Data records
▬▬▬▬▬▬

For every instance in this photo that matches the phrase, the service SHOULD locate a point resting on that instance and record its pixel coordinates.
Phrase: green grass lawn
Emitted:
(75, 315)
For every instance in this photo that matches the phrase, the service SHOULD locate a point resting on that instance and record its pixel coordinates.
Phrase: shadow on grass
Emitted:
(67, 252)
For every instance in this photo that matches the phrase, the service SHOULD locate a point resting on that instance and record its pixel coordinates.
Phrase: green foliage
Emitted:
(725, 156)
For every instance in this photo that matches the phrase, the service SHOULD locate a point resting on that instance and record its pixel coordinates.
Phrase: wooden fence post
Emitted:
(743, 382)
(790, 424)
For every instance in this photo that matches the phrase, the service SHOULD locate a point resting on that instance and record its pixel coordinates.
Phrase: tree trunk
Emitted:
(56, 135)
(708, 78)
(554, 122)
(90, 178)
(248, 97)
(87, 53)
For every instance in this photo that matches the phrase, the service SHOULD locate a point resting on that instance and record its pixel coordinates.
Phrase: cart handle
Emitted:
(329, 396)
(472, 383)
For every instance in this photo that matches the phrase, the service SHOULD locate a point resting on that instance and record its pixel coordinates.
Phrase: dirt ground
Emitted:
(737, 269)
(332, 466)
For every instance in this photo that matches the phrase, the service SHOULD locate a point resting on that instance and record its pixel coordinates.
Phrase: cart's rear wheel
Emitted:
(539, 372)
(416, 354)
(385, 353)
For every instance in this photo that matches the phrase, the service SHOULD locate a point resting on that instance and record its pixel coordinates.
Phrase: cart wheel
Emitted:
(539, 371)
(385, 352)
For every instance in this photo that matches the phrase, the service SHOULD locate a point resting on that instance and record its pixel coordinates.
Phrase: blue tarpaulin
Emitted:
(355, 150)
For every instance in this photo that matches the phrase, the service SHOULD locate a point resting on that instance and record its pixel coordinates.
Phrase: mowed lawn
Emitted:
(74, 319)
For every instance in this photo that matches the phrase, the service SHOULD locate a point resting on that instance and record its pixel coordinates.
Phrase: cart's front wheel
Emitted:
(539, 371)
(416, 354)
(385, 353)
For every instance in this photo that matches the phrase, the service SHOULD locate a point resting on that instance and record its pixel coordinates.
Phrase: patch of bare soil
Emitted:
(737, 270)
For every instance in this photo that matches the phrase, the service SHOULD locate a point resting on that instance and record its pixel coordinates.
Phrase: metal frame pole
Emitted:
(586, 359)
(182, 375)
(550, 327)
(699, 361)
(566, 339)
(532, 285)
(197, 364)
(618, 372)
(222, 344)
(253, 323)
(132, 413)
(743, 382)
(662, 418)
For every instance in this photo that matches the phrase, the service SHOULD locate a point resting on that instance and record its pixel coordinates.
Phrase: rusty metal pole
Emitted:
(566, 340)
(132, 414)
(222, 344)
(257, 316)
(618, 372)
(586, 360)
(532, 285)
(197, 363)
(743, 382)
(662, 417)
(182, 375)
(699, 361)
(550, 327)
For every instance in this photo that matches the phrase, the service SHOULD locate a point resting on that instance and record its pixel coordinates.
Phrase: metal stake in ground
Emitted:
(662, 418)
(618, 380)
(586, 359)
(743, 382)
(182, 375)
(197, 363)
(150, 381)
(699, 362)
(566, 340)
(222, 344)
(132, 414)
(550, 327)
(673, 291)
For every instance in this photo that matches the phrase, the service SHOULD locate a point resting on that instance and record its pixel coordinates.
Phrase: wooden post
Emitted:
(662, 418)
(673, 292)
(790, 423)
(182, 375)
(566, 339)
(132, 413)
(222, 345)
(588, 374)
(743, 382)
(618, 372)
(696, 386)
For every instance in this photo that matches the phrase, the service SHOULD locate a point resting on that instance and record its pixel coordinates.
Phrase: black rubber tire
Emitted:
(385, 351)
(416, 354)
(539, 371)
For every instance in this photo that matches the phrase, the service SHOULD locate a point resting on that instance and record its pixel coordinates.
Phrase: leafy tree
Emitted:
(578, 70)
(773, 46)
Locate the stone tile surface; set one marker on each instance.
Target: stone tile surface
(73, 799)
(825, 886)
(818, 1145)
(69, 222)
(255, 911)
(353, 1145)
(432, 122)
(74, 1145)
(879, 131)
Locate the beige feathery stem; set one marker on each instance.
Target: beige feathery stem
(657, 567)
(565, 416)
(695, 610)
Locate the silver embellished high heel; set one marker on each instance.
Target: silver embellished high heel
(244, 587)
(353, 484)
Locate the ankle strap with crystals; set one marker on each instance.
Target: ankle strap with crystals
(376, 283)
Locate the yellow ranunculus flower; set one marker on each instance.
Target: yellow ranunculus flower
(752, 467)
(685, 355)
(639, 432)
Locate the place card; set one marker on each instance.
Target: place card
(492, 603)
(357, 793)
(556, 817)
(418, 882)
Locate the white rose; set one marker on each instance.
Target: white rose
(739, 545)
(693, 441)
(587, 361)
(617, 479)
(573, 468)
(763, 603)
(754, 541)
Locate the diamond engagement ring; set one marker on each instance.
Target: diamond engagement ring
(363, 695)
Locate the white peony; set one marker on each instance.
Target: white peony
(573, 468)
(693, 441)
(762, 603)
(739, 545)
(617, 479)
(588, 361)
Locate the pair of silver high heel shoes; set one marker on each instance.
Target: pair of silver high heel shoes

▬▬▬▬▬▬

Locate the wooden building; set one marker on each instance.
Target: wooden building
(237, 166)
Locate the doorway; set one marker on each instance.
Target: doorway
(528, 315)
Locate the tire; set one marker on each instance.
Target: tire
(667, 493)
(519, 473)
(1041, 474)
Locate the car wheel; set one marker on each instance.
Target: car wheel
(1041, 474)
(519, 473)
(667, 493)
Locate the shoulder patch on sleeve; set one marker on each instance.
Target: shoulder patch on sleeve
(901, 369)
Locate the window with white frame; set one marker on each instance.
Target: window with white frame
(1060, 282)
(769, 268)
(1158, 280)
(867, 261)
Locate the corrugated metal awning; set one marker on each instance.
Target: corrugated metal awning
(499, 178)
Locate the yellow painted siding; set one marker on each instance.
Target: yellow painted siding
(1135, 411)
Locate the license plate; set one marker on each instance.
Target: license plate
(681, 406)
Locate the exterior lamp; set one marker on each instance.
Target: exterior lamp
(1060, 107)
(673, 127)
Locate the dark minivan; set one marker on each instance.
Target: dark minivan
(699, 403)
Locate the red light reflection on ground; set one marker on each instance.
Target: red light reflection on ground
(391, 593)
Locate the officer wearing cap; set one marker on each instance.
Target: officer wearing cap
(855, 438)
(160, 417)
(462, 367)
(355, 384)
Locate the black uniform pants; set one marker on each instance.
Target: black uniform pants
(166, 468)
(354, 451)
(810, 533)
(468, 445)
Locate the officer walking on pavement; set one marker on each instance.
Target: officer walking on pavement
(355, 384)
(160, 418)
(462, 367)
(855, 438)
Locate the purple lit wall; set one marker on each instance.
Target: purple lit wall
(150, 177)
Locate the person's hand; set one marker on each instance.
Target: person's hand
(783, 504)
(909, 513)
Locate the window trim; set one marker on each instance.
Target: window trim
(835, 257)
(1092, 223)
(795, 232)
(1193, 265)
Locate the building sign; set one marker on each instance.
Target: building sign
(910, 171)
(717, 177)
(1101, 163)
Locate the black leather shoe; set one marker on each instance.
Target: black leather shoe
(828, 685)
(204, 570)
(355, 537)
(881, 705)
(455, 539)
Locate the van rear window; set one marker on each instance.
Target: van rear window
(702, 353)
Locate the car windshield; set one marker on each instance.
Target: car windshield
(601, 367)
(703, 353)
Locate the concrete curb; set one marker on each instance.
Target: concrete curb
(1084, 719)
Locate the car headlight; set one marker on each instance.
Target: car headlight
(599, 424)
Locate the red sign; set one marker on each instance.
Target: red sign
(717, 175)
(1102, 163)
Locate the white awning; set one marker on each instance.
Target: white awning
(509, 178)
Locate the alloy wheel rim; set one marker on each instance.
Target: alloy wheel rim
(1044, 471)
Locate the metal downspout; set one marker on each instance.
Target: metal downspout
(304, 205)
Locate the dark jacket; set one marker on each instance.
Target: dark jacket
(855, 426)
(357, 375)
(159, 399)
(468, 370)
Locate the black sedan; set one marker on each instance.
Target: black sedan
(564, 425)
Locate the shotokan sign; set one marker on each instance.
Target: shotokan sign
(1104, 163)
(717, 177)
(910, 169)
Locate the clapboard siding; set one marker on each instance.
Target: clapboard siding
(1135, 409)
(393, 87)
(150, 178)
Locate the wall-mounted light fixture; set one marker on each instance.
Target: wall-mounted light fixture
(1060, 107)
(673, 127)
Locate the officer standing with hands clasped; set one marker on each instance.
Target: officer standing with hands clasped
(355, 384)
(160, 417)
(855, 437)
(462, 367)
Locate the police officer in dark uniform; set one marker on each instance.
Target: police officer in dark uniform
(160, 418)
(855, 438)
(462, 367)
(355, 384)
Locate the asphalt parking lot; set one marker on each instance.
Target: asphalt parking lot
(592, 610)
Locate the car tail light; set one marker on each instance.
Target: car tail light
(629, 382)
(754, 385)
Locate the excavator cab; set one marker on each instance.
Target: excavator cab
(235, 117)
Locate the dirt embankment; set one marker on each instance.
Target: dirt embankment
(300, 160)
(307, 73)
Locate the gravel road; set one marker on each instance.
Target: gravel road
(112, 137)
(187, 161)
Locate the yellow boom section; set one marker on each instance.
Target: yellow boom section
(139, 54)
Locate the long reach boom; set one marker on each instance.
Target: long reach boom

▬▬▬▬▬▬

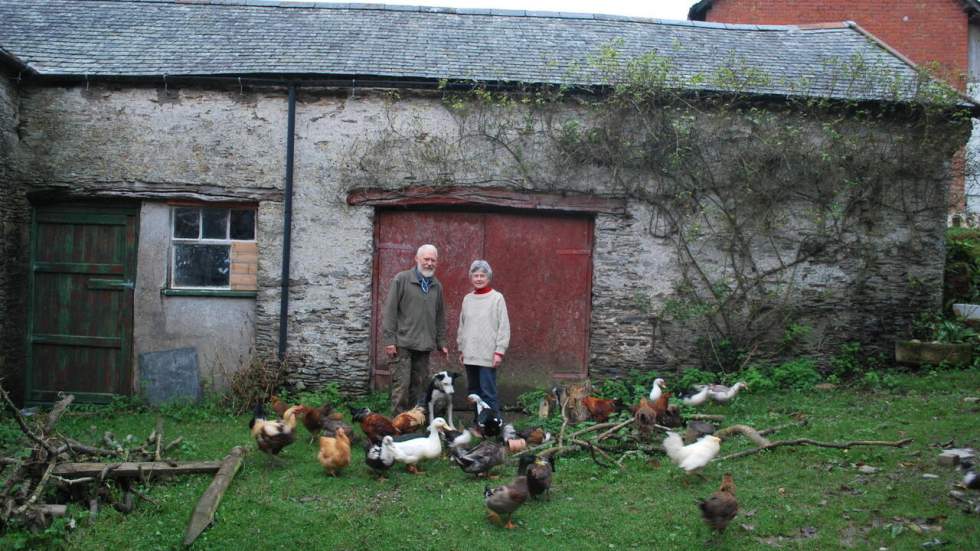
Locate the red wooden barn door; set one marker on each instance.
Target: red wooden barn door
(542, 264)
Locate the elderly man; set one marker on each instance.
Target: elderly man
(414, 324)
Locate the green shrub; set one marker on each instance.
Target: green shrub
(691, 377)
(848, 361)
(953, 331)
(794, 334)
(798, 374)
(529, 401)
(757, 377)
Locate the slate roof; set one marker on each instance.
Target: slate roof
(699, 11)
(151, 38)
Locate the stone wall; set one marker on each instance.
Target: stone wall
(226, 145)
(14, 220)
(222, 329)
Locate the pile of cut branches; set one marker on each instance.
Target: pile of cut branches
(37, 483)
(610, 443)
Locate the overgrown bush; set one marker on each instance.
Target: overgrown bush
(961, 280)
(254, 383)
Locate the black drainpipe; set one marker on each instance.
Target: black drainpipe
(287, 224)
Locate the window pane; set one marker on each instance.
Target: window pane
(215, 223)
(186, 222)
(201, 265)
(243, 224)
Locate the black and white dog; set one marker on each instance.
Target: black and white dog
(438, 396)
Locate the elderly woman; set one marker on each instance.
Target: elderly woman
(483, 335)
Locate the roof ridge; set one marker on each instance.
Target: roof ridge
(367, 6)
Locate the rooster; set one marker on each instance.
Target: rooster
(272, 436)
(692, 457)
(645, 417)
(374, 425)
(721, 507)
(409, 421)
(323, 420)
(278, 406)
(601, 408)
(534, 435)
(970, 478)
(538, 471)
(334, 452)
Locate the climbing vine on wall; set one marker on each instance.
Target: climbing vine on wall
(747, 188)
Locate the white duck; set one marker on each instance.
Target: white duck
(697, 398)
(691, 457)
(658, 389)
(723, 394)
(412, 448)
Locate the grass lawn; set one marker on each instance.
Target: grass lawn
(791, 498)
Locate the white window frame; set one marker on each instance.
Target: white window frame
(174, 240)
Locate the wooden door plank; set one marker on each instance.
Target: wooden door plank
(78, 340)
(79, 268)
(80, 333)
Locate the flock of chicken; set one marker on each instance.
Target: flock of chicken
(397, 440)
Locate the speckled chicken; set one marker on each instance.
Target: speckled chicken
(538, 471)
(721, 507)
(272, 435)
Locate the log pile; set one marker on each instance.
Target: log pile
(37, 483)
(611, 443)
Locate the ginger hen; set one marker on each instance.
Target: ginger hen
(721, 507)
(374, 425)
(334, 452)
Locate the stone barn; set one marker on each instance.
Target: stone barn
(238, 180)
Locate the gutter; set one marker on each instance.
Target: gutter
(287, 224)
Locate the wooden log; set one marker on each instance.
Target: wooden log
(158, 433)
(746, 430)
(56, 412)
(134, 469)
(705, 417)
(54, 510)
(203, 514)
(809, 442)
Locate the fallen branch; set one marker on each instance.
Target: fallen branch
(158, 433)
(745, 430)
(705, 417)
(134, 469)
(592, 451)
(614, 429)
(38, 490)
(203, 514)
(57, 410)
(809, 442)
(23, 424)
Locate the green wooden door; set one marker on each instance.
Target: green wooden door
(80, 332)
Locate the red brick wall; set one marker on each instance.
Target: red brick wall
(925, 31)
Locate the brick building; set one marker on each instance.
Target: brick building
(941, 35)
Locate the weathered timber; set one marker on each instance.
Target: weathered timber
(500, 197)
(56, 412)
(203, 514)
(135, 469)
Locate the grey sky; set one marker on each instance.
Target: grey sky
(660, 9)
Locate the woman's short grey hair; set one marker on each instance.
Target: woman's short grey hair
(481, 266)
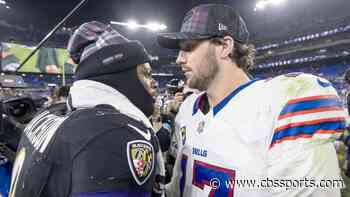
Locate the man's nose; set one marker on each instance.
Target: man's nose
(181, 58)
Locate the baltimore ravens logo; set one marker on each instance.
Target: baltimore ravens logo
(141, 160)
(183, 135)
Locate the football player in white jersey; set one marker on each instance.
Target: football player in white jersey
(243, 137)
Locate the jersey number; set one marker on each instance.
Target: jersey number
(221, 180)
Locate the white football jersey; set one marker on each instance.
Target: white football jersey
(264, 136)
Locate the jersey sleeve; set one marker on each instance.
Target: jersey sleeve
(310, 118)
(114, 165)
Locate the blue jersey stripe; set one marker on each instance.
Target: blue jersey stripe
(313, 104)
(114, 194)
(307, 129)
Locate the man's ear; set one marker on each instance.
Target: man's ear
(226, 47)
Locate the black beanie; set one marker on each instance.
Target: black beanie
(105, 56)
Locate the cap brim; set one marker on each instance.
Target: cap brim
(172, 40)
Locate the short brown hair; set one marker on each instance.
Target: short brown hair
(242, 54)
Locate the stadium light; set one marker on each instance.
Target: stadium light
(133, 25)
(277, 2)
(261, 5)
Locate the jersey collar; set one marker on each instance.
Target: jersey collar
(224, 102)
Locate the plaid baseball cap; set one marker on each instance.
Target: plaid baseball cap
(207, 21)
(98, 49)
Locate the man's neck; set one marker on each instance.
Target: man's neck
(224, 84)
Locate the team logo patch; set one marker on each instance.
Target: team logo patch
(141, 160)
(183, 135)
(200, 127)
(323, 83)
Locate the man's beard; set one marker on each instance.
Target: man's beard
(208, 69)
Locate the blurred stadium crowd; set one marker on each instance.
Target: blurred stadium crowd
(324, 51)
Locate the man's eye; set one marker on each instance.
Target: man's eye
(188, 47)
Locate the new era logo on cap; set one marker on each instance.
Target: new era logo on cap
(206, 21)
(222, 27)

▬▬▬▬▬▬

## Action item
Copy out all lines above holding "pole".

## Task answer
Phrase: metal frame pole
Phrase: rusty metal pole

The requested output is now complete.